EXERCISE —
Rewrite the entries below, changing "dark tie" to "black tie" and leaving everything else as it is.

RECORDS SUPPLIED —

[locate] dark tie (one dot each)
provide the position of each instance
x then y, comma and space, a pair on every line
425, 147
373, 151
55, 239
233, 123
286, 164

FINAL RESULT —
[locate] black tie (one dot each)
provide the position of each instance
x then y, comma and space, a pair on every line
425, 147
373, 151
55, 239
233, 123
286, 164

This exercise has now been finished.